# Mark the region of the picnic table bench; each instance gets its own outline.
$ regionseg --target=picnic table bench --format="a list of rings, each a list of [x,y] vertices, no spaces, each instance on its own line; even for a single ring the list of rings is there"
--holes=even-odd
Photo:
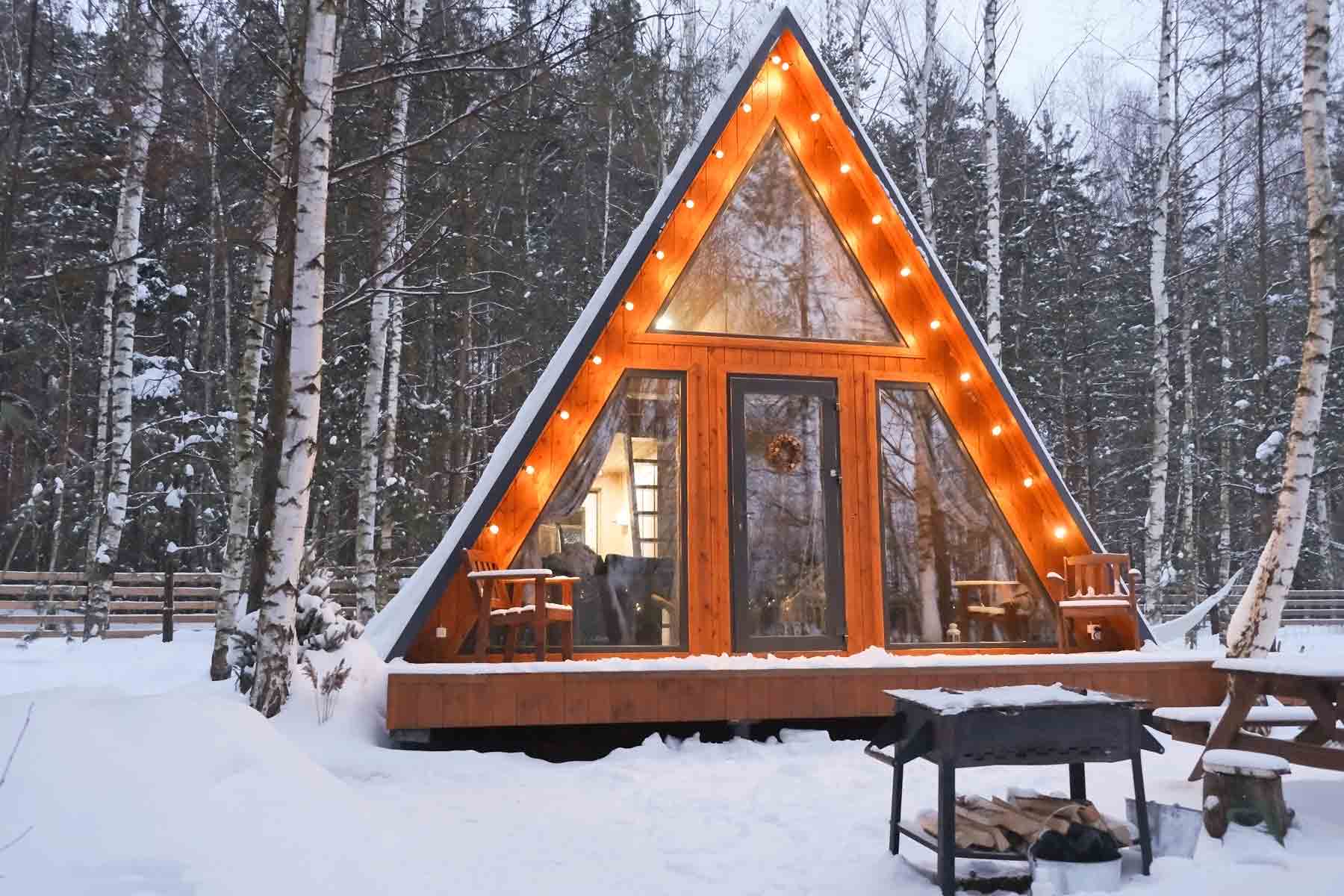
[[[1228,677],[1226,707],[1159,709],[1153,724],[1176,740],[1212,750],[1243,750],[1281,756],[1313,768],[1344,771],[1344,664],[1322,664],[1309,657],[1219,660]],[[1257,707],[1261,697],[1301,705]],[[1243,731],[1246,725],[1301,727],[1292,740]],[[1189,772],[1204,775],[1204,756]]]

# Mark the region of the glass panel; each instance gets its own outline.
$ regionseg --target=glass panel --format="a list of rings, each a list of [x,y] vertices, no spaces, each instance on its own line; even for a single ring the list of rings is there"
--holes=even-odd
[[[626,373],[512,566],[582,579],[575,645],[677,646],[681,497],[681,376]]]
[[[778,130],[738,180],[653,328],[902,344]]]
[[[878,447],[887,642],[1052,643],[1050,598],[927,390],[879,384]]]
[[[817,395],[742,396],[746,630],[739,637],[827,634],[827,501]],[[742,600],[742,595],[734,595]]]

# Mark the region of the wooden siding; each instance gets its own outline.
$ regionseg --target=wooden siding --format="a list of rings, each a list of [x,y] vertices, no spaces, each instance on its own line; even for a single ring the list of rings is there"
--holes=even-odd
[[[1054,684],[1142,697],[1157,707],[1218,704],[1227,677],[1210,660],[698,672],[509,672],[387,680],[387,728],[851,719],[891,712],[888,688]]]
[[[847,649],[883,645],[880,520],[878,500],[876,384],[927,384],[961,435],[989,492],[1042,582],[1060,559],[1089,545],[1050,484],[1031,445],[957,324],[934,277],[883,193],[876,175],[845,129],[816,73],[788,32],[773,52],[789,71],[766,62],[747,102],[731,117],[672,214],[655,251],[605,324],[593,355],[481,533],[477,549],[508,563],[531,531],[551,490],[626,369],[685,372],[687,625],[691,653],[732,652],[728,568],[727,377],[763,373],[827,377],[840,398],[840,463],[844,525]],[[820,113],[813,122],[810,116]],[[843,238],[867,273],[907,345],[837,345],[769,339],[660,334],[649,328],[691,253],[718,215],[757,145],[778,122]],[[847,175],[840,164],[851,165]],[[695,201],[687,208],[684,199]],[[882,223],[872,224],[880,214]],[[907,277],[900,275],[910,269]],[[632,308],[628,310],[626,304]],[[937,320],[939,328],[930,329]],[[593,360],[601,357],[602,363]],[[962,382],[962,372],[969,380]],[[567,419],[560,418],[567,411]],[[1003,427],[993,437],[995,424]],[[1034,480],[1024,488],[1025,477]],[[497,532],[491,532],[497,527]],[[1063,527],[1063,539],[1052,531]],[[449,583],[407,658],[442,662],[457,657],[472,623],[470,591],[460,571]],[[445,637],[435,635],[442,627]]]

**Instructions to follow:** Collect every line in the data above that contains the word "vertices". Case counts.

**Final answer:**
$ regionseg --target=picnic table bench --format="a list of rings, each a list of [x,y] vertices, no spaces, each instance on its own line; even for a single ring the list of rings is there"
$ regionseg --target=glass panel --format="a list of rings, each a list of [x,y] vertices, no spaces, each instance on its own line; even for a single ring the list of rings is there"
$ regionseg --target=wooden siding --format="a list of rings, each a list of [x,y] vertices, no spaces, each instance on its own line; even for a single ring the list of rings is there"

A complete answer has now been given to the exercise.